Things to do:
**1)** From the forum post on finite differencing, reproduce the stretch from "This is probably" through "julia> test_rrule(mulsafe, 2.0:5.0, 1.0:4.0)" word for word.
**2)** Answer these questions using the forum post on finite differencing:
(a) What value did the rrule return?
(b) According to the post, what does Inf/Inf boil down to?
(c) Which function is passed to test_rrule in the final lines?

Extract provided:

So what is happening here:
The rrule has returned -Inf but finite differencing came up with NaN.
This is probably because at the end of the day finite differencing basically runs a fancy version of
\dfrac{f(x2) - f(x1)}{x2-x2} for x2 some point very close to x1
But if your input point is Inf then that boils down to Inf/Inf == NaN.
FiniteDifferencing can’t really work well around nonfinite points.
I have openned an issue to just immedately error Error if given nonfinite primal? · Issue #192 · JuliaDiff/FiniteDifferences.jl · GitHub

For this case you are probably better off just testing directly by invoking the rrule.
I suspect most of the other ones that are around nonfinite values are like that.
so moving on to the end

test_rrule(mulsafe, 2.0:5.0, 1.0:4.0)
julia> test_rrule(mulsafe, 2.0:5.0, 1.0:4.0)

Given information:
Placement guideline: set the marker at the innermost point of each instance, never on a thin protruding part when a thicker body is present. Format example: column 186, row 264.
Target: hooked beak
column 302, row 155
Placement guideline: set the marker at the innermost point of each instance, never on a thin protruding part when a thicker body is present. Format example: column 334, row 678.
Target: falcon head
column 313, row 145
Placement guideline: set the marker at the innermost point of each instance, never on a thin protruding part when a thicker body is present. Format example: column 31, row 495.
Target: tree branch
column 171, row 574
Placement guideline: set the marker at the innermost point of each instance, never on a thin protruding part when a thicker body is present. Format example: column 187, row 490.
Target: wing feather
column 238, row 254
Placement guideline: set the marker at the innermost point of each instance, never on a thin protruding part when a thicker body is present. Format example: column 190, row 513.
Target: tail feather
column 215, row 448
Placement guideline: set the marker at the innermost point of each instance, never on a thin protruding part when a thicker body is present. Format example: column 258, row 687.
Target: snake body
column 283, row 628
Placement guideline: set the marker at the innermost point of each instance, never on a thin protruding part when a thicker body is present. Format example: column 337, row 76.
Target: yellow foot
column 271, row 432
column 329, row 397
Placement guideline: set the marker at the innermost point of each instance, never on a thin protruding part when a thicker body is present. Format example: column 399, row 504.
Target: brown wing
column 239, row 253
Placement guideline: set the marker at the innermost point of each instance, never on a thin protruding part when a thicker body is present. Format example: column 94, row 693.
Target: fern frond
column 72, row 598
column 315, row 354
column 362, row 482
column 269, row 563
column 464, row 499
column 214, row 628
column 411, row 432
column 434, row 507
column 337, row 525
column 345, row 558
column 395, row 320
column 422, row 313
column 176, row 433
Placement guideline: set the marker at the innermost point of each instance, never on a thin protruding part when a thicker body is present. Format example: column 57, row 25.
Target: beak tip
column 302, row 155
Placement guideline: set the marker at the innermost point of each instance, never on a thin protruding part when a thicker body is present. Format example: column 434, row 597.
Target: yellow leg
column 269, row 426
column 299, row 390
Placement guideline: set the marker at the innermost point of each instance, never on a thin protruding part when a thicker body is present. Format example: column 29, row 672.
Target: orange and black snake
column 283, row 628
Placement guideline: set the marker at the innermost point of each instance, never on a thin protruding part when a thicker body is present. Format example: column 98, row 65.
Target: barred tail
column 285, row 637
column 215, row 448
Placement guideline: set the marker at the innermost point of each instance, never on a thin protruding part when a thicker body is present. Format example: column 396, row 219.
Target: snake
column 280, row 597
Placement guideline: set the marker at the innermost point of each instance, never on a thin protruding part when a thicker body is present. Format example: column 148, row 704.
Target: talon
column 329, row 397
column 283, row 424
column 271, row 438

Answers:
**1)**
This is probably because at the end of the day finite differencing basically runs a fancy version of
\dfrac{f(x2) - f(x1)}{x2-x2} for x2 some point very close to x1
But if your input point is Inf then that boils down to Inf/Inf == NaN.
FiniteDifferencing can’t really work well around nonfinite points.
I have openned an issue to just immedately error Error if given nonfinite primal? · Issue #192 · JuliaDiff/FiniteDifferences.jl · GitHub

For this case you are probably better off just testing directly by invoking the rrule.
I suspect most of the other ones that are around nonfinite values are like that.
so moving on to the end

test_rrule(mulsafe, 2.0:5.0, 1.0:4.0)
julia> test_rrule(mulsafe, 2.0:5.0, 1.0:4.0)

**2)**
(a) -Inf
(b) NaN
(c) mulsafe